JOB: Render the lines of the records below as a numbered list, starting at the line that contains "find grass |" and running through the end of the records, with both ends included. Omit blank lines and leave the pictures out.

TASK MATERIAL:

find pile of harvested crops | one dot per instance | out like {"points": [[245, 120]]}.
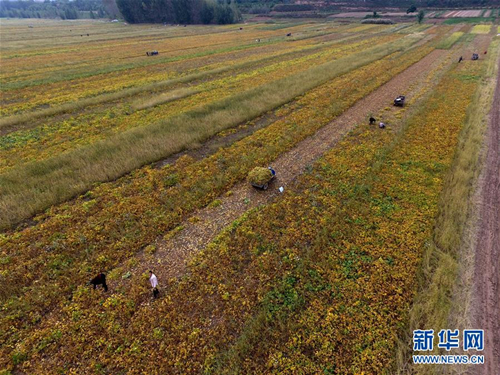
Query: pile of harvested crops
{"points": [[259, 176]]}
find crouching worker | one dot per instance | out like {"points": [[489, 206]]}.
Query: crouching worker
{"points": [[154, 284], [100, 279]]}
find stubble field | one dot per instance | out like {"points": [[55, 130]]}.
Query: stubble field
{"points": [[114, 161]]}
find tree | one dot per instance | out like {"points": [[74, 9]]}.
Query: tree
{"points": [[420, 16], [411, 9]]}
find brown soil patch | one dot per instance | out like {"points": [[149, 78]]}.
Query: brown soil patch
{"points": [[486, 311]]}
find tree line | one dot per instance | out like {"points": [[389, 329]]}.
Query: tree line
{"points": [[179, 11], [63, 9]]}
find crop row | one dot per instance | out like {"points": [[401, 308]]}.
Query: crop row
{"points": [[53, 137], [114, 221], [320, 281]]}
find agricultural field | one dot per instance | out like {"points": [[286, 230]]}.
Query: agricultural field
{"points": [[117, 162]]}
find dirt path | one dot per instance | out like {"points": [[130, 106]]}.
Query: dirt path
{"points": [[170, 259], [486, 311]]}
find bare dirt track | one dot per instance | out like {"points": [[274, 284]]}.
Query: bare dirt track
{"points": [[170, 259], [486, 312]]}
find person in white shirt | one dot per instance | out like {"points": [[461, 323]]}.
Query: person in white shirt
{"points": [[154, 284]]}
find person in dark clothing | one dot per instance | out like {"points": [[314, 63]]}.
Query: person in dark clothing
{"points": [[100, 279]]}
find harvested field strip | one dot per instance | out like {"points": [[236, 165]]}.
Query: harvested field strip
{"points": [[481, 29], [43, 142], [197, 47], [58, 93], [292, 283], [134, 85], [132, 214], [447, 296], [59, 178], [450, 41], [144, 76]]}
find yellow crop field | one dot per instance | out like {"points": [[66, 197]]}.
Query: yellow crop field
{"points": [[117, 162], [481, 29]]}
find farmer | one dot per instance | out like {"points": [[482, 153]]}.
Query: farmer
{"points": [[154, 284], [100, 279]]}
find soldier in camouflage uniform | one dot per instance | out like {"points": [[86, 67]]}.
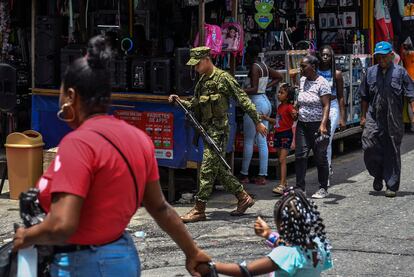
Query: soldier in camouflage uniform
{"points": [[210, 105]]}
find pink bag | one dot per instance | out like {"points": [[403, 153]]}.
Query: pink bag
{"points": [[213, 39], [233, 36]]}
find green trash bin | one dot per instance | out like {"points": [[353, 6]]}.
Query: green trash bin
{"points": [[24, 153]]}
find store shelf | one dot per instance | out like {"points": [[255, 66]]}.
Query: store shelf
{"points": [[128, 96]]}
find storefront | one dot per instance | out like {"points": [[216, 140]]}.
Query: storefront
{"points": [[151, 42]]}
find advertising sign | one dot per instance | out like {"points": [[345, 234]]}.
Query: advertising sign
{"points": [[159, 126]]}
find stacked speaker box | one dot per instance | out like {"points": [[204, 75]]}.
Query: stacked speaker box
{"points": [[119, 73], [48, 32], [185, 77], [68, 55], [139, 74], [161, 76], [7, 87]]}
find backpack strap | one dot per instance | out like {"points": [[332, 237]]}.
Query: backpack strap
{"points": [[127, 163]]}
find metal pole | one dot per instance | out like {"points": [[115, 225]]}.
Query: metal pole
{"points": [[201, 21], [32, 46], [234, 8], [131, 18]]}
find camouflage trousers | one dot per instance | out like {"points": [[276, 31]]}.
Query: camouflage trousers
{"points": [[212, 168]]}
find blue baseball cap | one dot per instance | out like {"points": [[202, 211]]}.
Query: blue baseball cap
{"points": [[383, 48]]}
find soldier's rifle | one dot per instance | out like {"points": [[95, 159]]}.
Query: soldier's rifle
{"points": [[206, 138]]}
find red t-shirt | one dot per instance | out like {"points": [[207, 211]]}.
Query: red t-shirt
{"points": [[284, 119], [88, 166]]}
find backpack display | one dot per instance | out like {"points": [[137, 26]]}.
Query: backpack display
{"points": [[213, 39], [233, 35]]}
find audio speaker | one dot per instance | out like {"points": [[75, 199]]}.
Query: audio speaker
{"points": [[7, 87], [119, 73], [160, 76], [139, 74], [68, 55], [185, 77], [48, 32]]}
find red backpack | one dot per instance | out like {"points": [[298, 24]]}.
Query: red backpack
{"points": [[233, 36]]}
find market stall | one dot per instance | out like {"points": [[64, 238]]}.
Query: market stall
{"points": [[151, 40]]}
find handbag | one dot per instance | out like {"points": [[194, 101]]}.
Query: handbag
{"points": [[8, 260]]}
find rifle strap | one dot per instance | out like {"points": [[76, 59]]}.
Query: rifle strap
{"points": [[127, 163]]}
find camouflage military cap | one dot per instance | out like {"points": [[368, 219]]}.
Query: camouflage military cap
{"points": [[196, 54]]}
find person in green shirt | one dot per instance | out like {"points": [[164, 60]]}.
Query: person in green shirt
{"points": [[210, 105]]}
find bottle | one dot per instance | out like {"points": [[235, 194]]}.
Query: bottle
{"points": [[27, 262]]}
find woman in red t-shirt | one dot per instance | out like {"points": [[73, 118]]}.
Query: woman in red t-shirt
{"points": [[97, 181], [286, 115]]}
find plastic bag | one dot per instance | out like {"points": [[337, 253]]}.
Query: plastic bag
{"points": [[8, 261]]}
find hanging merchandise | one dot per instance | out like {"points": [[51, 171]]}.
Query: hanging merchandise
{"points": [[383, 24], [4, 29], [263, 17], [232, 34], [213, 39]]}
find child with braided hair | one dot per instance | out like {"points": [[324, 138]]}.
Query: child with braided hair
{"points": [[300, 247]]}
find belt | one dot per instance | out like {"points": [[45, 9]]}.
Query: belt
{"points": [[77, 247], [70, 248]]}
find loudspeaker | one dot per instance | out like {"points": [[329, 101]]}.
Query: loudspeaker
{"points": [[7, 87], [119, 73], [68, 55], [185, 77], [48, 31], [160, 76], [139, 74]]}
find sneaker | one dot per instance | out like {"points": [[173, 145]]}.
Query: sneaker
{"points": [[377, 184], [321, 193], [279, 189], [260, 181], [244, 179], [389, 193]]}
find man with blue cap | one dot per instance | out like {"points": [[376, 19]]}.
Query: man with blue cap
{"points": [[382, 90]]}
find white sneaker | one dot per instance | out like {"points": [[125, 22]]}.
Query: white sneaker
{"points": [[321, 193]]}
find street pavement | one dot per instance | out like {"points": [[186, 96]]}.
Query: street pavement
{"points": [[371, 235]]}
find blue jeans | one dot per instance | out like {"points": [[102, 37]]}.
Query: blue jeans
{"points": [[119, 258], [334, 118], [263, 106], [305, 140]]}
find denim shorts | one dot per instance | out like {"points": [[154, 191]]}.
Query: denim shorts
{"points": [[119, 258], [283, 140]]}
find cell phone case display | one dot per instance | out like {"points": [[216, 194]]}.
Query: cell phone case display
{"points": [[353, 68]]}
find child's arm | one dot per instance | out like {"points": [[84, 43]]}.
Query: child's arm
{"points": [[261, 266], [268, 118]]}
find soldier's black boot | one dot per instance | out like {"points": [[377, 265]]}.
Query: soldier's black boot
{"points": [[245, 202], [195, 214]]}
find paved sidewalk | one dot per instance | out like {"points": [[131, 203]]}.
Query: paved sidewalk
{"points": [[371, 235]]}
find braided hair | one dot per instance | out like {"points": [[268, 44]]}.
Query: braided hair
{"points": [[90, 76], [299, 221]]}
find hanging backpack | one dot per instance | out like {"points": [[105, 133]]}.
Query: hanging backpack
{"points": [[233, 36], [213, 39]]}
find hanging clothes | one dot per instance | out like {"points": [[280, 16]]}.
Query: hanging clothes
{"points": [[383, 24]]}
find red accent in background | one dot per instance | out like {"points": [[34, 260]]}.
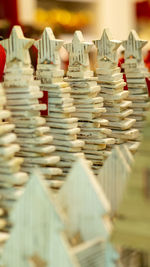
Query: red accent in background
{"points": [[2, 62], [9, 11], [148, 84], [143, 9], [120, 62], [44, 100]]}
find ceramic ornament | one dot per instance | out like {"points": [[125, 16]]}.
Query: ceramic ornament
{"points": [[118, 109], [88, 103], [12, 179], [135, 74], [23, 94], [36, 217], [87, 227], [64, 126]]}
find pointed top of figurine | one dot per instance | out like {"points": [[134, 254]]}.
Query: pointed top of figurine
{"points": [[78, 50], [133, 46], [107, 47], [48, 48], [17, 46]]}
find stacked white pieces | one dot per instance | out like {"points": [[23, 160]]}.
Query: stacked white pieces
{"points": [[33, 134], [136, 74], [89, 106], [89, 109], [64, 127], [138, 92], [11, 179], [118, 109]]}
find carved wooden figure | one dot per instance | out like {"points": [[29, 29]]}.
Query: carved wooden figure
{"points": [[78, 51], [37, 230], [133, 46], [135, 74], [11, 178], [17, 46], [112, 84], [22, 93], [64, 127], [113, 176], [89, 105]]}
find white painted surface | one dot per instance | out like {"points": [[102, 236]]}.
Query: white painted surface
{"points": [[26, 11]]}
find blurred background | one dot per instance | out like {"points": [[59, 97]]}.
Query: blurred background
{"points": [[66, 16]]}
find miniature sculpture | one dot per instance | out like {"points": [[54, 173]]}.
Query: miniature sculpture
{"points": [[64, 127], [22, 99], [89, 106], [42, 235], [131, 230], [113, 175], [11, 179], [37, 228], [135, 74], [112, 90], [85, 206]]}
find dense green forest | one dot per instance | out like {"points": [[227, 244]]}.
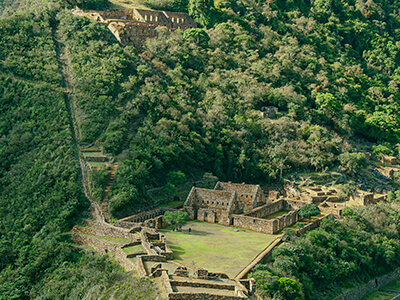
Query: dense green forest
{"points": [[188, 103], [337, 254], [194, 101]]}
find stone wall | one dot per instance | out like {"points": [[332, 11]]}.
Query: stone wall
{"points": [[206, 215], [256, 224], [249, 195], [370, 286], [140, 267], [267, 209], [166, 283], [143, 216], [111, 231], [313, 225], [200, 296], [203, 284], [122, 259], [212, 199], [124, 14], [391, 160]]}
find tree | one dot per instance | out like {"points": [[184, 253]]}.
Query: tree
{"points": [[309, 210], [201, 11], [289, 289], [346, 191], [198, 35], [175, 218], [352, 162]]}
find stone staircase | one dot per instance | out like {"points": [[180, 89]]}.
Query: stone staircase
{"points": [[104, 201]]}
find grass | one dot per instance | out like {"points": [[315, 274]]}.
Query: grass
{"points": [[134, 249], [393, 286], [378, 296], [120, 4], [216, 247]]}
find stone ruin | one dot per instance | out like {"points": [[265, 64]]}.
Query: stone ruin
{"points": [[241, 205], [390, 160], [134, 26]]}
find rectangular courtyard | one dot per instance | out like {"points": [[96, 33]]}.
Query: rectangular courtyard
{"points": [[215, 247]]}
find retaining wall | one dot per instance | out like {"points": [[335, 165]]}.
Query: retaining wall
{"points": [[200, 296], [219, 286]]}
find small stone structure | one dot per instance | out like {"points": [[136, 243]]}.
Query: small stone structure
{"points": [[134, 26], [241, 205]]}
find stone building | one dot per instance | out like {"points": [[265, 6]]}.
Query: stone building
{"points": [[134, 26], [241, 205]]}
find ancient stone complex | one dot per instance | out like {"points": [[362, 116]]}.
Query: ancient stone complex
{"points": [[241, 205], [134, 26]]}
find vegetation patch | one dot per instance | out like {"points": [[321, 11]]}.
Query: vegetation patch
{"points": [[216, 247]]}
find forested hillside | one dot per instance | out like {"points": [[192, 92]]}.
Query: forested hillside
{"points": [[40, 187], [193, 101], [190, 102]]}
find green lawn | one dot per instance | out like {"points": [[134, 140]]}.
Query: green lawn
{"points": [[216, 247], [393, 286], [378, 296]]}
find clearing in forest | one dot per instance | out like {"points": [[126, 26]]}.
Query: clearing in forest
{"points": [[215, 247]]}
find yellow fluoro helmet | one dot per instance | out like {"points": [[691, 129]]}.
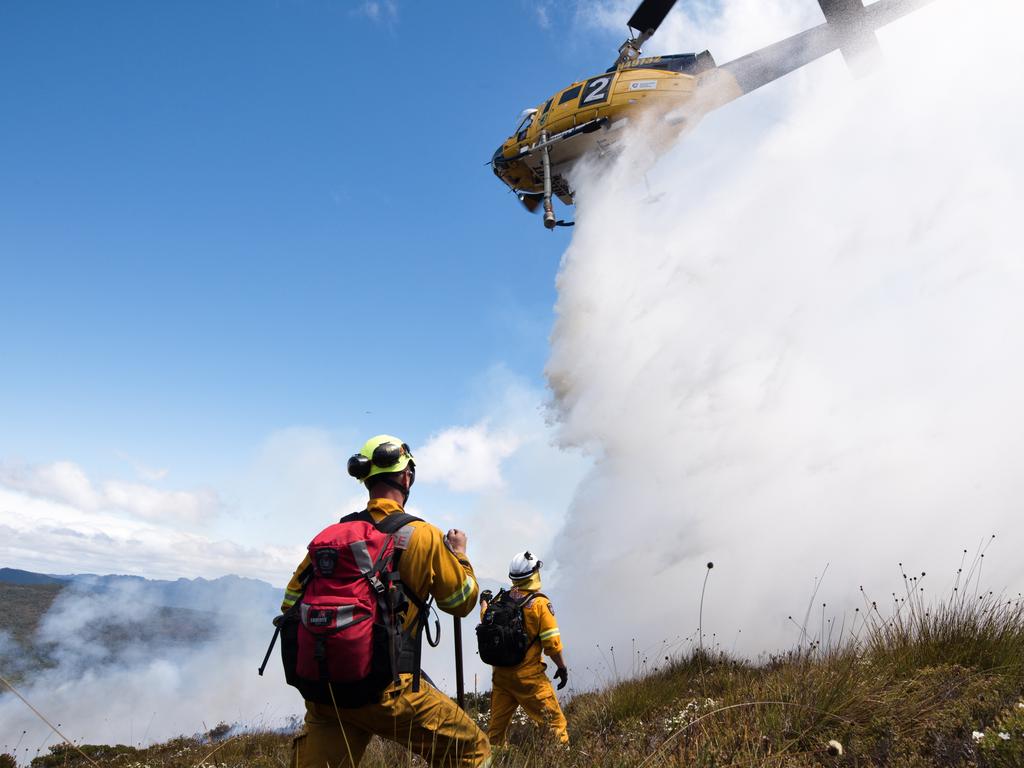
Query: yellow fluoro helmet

OUTPUT:
1. find grass | one dot per instance | out like {"points": [[315, 274]]}.
2. Query: grass
3. {"points": [[134, 249], [393, 286], [378, 296], [120, 4], [216, 247]]}
4. find stone ruin | one dot per instance | out like {"points": [[265, 64]]}.
5. Query: stone ruin
6. {"points": [[241, 205], [390, 160], [134, 26]]}
7. find rectangular courtyard | one dot per instance | out like {"points": [[96, 33]]}.
8. Query: rectangular courtyard
9. {"points": [[215, 247]]}
10. find retaining wall | one dot per instance | out like {"points": [[335, 165]]}.
11. Query: retaining wall
12. {"points": [[200, 296], [219, 286]]}
13. find small stone structure | one dot per instance | out like {"points": [[136, 243]]}.
14. Query: small stone structure
15. {"points": [[134, 26], [241, 205]]}
16. find stone building | one dot per instance | out like {"points": [[265, 6]]}.
17. Query: stone building
18. {"points": [[134, 26], [241, 205]]}
19. find ancient stone complex | one dot per instance | out like {"points": [[362, 116]]}.
20. Query: ancient stone complex
21. {"points": [[241, 205], [134, 26]]}
22. find vegetation patch | one dot per instance | out like {"points": [[321, 11]]}.
23. Query: vegetation patch
24. {"points": [[216, 247]]}
25. find forested hillside | one dot per instance | out like {"points": [[192, 92]]}.
26. Query: forested hillside
27. {"points": [[40, 187], [193, 101], [190, 102]]}
28. find green lawn | one dot per instance | out like {"points": [[134, 140]]}.
29. Query: green lawn
30. {"points": [[216, 247], [393, 286], [378, 296]]}
31. find clearing in forest | one dot per instance | out like {"points": [[126, 26]]}.
32. Query: clearing in forest
33. {"points": [[215, 247]]}
34. find yellow fluoro helmet | one dot per instance | out like {"points": [[691, 129]]}.
35. Query: yellow fluoro helmet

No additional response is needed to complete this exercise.